> _WORK ORDER A_
From the essay on facing the end of life, reproduce the passage starting with "After a night" and going on through "immunity and resilience.".
> _WORK ORDER B_
In the essay on facing the end of life, why does the writer say there is little reason to whine about the cold? Answer in one to three sentences.
> _WORK ORDER C_
Extend the essay on facing the end of life by writing what comes after its final sentence.

> _DOCUMENT SECTION_
┄┄┄┄┄┄

Seeing the End: What Would You Say?

After a night on the futon to distance my contagion from the wife, I’ve admitted at the end of four days of symptom creep that I probably have a cold–nothing more than that, most likely. It has been a couple of years since the last one, so I should not whine too much.

I was miserable in the wee hours as my chest ached and the in-the-dark impromptu bed clothes failed to keep my bare feet covered. In my unsleeping misery I wondered if this might be “the big one.” Actuarially speaking, the odds go up each year in this time of life that even simple formerly-trivial health challenges will overwhelm age-weakened immunity and resilience.

But what if you KNEW with cold certainty that your end was near? And if you wrote about it–to better grapple with your own mortality or to leave a message in a bottle to a child, spouse, friend or the world–what would you say?

First Oliver Sachs a few weeks ago, and now Paul Kalanithi, a young neurosurgeon, have recently shared publicly their thoughts about impending death. The latter passed away last week, leaving behind his infant daughter born as he was released from his first chemo treatment.

┄┄┄┄┄┄

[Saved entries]

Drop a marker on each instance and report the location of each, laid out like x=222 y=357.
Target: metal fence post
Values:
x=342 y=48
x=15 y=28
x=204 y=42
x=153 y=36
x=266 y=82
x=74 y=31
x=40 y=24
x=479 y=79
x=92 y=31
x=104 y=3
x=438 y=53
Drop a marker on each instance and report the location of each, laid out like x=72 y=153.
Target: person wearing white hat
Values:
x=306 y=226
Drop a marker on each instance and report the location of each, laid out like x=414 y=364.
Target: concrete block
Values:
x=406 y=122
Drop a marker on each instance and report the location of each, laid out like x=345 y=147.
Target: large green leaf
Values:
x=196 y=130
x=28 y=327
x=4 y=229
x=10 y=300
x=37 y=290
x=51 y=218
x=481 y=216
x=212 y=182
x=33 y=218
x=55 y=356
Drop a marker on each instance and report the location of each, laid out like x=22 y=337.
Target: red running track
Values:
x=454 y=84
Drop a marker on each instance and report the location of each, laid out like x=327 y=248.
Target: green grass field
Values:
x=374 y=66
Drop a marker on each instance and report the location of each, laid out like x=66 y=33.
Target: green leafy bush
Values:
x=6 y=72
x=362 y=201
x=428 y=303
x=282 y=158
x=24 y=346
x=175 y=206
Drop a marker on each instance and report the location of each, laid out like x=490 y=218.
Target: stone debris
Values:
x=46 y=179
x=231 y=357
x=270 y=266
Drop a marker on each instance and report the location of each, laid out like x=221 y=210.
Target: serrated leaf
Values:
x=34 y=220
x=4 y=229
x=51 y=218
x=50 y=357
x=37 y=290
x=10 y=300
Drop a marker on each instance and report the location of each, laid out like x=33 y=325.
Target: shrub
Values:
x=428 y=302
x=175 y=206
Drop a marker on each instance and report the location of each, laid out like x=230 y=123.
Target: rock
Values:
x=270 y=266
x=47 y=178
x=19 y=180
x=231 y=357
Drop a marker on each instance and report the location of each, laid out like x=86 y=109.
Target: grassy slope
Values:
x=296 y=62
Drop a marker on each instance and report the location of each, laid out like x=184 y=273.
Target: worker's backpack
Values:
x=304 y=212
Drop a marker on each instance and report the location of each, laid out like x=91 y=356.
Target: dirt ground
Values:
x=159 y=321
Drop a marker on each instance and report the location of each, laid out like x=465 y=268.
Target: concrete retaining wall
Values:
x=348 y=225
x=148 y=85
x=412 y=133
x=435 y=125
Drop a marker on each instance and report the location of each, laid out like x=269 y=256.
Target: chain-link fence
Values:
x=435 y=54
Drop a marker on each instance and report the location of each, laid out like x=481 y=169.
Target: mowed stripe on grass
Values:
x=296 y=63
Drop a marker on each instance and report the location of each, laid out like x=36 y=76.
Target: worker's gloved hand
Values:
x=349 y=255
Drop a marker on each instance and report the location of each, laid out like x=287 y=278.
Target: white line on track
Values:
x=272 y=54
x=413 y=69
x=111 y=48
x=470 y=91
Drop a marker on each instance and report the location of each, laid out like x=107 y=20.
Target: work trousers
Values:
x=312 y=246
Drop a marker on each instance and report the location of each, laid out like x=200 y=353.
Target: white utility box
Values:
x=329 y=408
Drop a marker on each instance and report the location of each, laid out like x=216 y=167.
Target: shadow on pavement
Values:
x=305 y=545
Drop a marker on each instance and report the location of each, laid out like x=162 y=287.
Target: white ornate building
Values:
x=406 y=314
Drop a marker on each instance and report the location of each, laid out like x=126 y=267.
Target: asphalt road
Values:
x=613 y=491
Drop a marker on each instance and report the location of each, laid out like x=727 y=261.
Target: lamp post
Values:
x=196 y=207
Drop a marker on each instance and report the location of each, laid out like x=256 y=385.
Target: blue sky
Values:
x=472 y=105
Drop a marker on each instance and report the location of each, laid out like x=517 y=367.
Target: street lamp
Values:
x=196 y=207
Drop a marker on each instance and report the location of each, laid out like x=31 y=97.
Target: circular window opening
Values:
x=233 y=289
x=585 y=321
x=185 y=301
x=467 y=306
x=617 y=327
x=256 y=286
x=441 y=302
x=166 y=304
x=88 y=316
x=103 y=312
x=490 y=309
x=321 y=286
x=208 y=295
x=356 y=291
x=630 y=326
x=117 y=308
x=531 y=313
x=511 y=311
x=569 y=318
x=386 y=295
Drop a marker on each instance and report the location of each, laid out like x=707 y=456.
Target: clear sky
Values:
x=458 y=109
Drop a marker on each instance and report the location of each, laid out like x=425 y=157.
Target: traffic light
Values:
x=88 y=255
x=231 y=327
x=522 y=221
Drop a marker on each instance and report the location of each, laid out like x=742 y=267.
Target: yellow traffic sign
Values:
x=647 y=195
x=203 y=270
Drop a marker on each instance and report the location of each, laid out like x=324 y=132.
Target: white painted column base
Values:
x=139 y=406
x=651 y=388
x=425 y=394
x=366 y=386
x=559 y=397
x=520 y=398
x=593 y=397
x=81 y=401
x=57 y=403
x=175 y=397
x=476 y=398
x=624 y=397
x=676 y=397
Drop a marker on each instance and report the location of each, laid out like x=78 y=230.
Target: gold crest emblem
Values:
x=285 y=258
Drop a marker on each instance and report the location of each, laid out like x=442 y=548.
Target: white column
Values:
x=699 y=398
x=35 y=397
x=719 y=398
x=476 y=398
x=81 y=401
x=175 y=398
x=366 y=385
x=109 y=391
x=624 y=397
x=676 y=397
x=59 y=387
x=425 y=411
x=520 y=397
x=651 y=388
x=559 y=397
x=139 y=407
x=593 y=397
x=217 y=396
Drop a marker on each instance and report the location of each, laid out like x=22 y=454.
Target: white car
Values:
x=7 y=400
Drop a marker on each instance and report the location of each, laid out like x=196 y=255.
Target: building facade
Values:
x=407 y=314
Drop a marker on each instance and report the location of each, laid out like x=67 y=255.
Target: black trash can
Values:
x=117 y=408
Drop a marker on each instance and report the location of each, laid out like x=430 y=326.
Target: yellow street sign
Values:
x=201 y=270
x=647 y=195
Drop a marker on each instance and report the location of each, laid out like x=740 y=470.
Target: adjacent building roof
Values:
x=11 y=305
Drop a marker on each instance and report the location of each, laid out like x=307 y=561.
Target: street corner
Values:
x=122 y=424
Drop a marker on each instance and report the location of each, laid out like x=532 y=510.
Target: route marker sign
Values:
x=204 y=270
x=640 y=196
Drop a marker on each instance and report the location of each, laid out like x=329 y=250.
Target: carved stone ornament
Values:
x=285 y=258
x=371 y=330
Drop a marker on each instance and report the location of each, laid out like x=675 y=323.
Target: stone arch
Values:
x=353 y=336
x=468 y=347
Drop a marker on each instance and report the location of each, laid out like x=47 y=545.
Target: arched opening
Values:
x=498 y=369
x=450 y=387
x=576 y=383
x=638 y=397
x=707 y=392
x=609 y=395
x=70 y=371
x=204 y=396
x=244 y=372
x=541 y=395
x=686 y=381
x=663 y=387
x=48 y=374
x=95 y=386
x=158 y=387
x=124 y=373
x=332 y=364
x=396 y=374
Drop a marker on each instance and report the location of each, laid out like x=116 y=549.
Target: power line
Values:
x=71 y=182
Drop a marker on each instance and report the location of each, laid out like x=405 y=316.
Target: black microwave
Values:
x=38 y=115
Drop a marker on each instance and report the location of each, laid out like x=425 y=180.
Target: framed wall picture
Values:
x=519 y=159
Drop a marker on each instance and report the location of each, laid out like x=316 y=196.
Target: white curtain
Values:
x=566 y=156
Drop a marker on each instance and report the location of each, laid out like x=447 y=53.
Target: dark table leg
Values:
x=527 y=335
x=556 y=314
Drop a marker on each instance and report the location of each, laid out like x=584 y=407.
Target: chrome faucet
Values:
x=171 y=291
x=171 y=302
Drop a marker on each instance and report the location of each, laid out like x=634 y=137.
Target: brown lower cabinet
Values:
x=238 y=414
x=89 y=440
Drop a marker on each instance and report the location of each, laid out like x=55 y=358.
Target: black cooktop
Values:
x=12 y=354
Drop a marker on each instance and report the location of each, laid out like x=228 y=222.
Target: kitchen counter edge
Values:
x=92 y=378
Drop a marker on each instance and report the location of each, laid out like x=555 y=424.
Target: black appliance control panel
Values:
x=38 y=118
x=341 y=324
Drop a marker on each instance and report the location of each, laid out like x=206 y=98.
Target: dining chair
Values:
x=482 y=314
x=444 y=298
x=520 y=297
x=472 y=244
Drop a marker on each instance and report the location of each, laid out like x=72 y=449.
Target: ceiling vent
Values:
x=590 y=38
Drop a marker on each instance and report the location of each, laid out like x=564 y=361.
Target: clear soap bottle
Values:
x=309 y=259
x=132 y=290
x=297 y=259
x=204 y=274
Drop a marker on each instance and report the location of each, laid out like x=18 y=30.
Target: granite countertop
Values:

┄┄┄┄┄┄

> _ANSWER SPACE A_
After a night on the futon to distance my contagion from the wife, I’ve admitted at the end of four days of symptom creep that I probably have a cold–nothing more than that, most likely. It has been a couple of years since the last one, so I should not whine too much.

I was miserable in the wee hours as my chest ached and the in-the-dark impromptu bed clothes failed to keep my bare feet covered. In my unsleeping misery I wondered if this might be “the big one.” Actuarially speaking, the odds go up each year in this time of life that even simple formerly-trivial health challenges will overwhelm age-weakened immunity and resilience.

> _ANSWER SPACE B_
The writer says there is little reason to whine because it has been a couple of years since the last cold.

> _ANSWER SPACE C_
And I guess what I would say in light of these intimate epistles of impending death is that–not always but not infrequently–I’ve seen this inconsequential backwater blog page serving as my letter in a bottle to the future. I have a habit of wanting to see the ground I’m standing on and so I often write from the perspective of an outsider looking in on my own life–and that of the ailing and imperiled planet I’ve been privileged to know so briefly and so superficially. What shape has my time and now my words taken, and why that particular shape, and so what?

If my life were coming to a close in a week, a month, a year–what would I say, and to whom, and so what? Would I blog it? Would time, as Kalanithi describes, become merely a measureless medium through which I simply persist or could the end bring a kind of clarity and energy and sweetness that the deluded “eternally-living” cannot appreciate and employ?

And so, dear diary, I leave myself these two terminal epistles this early Sunday morning (on which I will not take my germs to church) that I will come back to some day. Maybe a few random Fragments visitors will read over my shoulder.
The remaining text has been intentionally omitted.